Text excerpt start

(22g) Decision Making Under Uncertainty in Integrated Planning of Generation and Transmission Capacities in Interconnected Power Systems

Power systems play an important role in the energy sector, supplying a significant share of the total energy demand for the industrial and residential sectors. However, the power sector also accounts for about 90% and 42% of energy related water withdrawal and CO₂emissions, respectively [1, 2]. Therefore, the optimal design and planning of power systems have become one of the most relevant issues in the energy sector. Besides the innate complexity of the system, the handling of the uncertainties in aspects such as electricity demand, fossil fuel cost, and electricity generation rates from renewable sources, have been recognized as one of the biggest challenges of decision making processes in the power sector.

Text excerpt end
Stored rows start

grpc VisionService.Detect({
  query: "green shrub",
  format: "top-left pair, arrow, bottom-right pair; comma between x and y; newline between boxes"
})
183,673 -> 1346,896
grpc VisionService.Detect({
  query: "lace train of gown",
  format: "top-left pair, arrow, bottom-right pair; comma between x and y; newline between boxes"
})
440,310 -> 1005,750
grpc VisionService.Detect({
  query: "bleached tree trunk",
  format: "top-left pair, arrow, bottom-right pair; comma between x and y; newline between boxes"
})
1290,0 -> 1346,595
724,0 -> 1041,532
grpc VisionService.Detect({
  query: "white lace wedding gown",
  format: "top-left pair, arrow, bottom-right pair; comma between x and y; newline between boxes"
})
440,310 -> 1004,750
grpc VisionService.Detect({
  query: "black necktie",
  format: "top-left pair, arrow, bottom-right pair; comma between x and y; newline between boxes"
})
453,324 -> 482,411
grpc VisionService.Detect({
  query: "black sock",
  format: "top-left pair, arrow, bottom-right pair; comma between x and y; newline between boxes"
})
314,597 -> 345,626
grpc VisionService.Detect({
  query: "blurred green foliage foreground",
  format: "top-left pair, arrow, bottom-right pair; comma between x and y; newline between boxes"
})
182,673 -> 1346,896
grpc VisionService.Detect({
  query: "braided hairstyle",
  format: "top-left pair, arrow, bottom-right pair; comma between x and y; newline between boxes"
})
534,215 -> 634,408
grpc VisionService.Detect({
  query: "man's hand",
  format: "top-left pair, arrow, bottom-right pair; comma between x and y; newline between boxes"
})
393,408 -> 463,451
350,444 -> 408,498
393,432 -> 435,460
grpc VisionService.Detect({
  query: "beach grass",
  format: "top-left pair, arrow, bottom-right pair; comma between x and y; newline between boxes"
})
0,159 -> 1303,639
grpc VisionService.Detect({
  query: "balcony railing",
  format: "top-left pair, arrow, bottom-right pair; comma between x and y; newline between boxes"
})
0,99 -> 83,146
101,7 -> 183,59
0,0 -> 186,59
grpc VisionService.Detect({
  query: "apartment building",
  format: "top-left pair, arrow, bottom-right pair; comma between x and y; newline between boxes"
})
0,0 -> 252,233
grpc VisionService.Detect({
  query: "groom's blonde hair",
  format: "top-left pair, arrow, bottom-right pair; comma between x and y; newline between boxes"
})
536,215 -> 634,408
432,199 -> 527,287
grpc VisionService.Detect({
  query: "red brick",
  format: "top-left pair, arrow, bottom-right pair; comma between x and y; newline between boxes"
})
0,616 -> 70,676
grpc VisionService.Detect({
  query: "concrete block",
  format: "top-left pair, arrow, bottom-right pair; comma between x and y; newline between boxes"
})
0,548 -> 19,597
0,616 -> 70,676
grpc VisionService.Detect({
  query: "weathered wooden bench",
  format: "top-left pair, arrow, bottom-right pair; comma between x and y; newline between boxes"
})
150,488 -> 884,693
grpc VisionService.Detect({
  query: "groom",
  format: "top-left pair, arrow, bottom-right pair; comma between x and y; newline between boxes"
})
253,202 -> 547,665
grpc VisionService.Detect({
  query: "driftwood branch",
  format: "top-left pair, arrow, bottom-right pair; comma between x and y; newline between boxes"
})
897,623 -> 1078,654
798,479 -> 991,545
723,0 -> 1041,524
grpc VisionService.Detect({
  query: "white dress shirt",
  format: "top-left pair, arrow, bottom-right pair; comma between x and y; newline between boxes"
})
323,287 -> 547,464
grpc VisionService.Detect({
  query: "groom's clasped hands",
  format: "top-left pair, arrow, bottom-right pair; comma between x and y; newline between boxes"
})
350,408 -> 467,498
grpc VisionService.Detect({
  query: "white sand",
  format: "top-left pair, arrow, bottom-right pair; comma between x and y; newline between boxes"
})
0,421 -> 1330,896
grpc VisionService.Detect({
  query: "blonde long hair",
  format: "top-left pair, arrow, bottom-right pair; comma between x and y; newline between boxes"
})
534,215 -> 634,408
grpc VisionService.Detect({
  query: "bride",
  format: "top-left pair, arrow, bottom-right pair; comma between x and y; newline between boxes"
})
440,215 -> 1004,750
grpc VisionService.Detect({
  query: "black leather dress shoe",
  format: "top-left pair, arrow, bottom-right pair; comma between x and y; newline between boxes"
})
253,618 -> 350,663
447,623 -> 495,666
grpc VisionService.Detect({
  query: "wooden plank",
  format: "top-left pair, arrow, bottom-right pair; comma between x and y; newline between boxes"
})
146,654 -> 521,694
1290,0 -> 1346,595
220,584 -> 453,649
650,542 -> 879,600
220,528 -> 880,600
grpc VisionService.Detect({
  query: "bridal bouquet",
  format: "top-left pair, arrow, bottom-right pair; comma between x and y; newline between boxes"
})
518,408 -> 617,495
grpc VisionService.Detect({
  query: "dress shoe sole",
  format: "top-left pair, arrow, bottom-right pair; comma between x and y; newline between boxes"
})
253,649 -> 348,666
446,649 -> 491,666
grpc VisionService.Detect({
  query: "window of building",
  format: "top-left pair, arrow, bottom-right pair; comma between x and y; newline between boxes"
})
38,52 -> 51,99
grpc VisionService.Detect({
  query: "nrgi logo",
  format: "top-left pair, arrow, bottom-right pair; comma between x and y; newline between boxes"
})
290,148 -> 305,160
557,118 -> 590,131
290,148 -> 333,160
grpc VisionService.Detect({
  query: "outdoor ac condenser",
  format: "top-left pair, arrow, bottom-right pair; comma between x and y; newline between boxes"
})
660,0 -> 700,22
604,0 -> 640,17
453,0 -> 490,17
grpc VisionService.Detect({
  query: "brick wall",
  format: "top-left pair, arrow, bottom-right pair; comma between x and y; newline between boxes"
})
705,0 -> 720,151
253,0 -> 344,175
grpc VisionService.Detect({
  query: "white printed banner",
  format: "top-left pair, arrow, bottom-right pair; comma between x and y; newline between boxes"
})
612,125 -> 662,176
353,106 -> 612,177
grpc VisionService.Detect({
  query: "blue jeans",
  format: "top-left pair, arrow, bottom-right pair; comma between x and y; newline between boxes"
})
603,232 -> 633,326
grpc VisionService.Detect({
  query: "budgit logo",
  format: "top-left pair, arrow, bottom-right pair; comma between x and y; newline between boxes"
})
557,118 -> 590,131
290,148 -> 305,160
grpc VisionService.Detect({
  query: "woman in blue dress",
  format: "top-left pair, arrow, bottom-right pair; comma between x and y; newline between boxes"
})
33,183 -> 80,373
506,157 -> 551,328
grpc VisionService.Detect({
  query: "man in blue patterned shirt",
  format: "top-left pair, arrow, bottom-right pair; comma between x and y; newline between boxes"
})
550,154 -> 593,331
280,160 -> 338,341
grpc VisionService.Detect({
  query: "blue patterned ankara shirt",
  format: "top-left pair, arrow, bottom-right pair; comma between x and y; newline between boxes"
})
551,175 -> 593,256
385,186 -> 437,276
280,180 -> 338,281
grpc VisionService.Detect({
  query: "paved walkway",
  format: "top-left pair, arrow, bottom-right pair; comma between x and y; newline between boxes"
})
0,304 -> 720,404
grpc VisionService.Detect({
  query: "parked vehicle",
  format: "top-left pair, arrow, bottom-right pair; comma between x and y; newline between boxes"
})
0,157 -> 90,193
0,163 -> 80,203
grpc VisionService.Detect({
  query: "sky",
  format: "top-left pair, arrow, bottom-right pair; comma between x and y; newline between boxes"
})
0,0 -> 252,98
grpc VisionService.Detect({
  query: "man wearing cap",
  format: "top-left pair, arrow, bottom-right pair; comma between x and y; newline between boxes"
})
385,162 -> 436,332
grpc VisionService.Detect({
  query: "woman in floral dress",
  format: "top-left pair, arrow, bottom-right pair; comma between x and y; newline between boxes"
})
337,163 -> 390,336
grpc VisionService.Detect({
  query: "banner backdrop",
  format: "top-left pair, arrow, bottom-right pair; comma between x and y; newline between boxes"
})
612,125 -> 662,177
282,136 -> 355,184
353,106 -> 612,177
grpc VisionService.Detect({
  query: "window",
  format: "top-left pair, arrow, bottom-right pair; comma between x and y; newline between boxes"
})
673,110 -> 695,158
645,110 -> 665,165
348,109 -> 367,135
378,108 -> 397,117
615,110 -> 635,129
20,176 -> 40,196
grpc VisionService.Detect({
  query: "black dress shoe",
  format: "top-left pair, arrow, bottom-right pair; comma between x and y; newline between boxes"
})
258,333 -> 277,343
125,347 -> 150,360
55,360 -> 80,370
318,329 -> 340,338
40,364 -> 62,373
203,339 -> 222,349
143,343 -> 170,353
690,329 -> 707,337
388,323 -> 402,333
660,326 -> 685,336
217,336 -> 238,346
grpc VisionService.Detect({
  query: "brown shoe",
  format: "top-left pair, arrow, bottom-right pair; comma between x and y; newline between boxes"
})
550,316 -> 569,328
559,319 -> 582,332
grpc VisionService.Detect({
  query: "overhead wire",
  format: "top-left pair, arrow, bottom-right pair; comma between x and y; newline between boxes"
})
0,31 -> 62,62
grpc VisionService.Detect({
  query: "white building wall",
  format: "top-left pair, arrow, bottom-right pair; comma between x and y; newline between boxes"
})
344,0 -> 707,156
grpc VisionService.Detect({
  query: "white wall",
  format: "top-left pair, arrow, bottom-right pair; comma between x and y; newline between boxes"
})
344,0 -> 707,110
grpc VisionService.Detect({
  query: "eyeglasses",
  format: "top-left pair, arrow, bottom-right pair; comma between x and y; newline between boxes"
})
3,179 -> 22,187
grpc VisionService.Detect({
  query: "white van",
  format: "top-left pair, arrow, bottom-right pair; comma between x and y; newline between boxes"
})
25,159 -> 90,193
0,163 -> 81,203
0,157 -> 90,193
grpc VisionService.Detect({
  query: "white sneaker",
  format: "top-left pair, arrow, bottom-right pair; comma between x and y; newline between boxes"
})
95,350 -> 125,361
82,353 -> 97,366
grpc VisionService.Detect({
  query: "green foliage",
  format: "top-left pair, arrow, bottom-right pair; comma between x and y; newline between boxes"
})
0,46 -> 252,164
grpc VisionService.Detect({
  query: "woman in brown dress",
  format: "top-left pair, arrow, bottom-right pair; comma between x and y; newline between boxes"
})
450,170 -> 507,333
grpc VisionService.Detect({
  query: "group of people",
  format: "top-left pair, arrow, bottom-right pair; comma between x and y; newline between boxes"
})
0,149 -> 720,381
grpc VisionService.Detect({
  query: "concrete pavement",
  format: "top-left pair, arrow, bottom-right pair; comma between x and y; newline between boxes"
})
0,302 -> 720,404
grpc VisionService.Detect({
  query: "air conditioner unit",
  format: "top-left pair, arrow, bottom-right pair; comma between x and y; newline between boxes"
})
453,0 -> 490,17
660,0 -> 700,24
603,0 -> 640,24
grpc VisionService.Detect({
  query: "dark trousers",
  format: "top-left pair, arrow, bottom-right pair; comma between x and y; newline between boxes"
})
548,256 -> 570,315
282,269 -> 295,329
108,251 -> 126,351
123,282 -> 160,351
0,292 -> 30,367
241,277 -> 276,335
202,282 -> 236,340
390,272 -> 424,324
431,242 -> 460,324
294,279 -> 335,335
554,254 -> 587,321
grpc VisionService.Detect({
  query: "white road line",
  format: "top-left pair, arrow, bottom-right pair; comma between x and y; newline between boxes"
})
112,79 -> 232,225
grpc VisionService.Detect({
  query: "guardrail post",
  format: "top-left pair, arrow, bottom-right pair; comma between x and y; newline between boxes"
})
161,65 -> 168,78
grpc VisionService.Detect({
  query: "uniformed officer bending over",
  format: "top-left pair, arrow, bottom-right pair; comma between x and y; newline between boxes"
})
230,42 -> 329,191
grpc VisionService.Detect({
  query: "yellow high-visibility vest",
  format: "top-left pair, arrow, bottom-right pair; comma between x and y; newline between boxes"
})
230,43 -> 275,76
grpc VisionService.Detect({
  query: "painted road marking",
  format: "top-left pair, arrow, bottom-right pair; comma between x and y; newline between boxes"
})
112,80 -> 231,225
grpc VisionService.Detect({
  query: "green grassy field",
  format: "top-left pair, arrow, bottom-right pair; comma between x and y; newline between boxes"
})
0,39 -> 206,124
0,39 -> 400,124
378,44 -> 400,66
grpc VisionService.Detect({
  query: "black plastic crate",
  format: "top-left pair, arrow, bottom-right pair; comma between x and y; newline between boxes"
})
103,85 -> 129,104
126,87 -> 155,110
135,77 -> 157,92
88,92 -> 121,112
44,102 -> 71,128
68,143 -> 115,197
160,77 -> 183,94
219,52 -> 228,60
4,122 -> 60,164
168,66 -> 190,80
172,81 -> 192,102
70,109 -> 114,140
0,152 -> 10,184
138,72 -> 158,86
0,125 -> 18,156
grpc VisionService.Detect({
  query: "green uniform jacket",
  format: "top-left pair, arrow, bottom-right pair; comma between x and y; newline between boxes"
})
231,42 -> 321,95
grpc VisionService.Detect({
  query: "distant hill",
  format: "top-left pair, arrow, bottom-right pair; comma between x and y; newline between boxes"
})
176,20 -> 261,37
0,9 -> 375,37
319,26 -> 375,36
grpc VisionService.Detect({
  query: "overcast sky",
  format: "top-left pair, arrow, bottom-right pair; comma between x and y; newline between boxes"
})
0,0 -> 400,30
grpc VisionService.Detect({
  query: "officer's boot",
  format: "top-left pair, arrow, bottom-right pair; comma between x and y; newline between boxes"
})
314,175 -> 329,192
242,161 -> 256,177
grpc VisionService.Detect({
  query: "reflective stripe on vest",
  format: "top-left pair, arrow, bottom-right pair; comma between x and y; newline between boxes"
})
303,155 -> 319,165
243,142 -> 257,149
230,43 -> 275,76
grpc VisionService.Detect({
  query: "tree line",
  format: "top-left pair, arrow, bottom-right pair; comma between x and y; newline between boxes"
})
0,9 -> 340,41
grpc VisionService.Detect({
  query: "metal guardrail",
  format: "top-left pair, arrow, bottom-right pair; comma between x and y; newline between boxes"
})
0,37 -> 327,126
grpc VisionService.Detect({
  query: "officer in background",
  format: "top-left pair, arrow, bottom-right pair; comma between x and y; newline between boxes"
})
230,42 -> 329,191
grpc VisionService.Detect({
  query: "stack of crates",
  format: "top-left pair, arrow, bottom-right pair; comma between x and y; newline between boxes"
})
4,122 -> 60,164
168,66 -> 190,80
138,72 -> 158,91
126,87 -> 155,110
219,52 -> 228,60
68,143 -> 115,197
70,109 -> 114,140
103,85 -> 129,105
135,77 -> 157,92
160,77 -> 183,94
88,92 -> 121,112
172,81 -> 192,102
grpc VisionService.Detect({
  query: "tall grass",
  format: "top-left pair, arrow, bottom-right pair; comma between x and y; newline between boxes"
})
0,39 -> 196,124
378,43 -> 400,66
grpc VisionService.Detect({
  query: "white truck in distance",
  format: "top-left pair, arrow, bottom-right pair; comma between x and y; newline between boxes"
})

Stored rows end

**Problems to solve**
1) From the power systems planning text, duplicate the part that opens with the words containing "(22g) Decision Making" and closes with "the power sector.".
2) According to the power systems planning text, about what share of energy-related water withdrawal does the power sector account for?
3) List every aspect whose uncertainty the power systems planning text names as a challenge for decision making in the power sector.

**Responses to the tasks**
1)
(22g) Decision Making Under Uncertainty in Integrated Planning of Generation and Transmission Capacities in Interconnected Power Systems

Power systems play an important role in the energy sector, supplying a significant share of the total energy demand for the industrial and residential sectors. However, the power sector also accounts for about 90% and 42% of energy related water withdrawal and CO₂emissions, respectively [1, 2]. Therefore, the optimal design and planning of power systems have become one of the most relevant issues in the energy sector. Besides the innate complexity of the system, the handling of the uncertainties in aspects such as electricity demand, fossil fuel cost, and electricity generation rates from renewable sources, have been recognized as one of the biggest challenges of decision making processes in the power sector.

2) About 90%

3)
- Electricity demand
- Fossil fuel cost
- Electricity generation rates from renewable sources